Rows of box annotation data
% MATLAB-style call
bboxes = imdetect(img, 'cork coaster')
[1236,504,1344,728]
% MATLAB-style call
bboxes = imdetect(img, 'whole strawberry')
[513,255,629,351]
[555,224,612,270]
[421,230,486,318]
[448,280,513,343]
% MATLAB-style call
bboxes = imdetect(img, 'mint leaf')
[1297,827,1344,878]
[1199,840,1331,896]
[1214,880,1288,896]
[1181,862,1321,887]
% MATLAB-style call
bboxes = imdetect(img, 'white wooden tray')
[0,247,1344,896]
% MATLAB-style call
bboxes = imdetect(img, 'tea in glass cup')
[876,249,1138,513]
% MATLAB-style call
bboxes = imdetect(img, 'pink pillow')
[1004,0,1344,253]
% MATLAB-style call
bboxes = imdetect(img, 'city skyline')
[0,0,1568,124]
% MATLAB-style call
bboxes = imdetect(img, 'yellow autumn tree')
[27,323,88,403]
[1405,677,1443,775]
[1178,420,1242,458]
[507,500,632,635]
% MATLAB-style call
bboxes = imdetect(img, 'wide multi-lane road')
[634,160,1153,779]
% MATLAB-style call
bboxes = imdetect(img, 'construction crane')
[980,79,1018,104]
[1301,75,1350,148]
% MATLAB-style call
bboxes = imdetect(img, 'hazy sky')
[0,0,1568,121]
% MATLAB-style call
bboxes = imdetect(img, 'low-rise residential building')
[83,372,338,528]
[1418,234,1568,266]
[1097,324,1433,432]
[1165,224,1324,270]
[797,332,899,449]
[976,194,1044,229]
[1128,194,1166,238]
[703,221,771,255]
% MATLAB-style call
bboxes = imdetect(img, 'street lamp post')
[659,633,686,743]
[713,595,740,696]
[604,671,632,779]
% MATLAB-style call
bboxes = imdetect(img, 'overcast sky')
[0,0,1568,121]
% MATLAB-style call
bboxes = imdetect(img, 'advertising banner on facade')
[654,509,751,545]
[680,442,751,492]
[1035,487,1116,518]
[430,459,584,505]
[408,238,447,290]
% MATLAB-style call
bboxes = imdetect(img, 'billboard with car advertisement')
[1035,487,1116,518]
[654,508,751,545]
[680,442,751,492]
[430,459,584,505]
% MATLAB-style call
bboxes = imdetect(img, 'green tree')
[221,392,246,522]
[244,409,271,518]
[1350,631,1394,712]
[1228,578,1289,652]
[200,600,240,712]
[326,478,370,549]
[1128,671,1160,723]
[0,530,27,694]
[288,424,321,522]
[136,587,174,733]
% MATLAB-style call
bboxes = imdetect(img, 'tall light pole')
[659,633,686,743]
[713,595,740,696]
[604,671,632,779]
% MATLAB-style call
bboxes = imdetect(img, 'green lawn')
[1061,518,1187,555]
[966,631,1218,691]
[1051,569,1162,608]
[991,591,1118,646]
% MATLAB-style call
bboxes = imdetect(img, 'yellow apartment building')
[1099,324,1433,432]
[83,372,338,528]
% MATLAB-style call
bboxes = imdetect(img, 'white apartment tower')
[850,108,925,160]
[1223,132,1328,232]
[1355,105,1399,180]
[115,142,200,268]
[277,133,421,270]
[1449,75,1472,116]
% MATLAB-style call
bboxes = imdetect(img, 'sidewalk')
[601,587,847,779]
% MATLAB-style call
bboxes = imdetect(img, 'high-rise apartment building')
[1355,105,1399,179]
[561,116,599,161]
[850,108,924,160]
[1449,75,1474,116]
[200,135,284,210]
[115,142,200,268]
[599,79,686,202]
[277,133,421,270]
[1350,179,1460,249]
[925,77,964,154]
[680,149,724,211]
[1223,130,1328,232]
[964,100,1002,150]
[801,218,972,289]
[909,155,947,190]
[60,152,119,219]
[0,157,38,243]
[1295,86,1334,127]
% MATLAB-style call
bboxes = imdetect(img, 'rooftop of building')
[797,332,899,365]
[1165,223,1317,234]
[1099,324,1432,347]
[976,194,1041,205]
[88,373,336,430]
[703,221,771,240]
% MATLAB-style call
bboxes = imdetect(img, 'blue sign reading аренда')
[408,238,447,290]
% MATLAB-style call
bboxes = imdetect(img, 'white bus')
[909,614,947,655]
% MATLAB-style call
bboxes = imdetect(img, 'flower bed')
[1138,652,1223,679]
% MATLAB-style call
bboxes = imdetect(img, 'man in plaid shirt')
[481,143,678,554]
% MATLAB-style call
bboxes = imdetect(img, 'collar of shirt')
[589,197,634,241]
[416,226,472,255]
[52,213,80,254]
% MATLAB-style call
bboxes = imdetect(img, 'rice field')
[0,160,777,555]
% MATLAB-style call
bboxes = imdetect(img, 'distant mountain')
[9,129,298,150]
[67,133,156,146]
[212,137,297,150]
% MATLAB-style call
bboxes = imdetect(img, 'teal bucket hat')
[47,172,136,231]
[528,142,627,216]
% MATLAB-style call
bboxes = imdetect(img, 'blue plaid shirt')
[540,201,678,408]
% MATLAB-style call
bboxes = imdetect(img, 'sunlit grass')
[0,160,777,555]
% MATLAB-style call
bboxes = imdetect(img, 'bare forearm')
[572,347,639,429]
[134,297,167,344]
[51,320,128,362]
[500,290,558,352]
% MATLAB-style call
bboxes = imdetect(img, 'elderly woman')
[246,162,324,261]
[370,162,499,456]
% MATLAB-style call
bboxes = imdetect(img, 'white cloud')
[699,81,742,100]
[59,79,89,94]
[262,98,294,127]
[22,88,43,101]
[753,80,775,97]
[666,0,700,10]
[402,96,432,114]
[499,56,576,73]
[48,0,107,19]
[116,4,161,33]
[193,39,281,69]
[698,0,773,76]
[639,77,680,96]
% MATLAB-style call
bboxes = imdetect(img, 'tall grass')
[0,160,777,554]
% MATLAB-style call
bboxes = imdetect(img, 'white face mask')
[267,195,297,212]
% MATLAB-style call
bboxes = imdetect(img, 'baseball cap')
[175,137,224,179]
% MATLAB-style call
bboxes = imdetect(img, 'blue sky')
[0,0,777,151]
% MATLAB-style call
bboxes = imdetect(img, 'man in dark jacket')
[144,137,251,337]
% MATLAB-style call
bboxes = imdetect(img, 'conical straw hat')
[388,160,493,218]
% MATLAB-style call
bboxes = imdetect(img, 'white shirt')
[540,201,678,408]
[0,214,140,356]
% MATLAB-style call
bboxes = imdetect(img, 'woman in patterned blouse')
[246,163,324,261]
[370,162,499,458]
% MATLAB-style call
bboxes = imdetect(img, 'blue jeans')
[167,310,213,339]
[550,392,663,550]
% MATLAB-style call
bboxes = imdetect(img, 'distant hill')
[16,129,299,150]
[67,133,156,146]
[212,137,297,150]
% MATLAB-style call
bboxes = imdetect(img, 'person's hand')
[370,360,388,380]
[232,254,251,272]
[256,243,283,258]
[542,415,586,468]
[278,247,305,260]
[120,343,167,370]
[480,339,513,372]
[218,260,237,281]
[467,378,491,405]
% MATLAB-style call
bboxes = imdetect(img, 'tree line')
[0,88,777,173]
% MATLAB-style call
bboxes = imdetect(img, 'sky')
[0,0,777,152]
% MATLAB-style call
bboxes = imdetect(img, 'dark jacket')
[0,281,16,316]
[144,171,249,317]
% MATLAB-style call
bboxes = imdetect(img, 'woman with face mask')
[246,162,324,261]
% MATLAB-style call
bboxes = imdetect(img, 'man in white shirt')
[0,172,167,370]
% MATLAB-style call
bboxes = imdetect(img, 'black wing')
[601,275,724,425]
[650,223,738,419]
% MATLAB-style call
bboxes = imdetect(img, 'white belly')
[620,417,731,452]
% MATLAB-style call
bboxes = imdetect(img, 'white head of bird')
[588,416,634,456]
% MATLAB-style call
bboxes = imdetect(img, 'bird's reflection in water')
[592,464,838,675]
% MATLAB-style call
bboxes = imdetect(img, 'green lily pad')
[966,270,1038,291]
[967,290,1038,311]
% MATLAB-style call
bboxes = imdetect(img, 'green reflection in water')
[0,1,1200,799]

What is required: Select every line in the rows above that contains the word "blue", and copy each one.

Result of the exercise:
bboxes = imdetect(img, 'blue sign reading аренда')
bboxes = imdetect(img, 'blue plaid shirt')
bboxes = imdetect(img, 'blue sky')
bboxes = imdetect(img, 'blue jeans')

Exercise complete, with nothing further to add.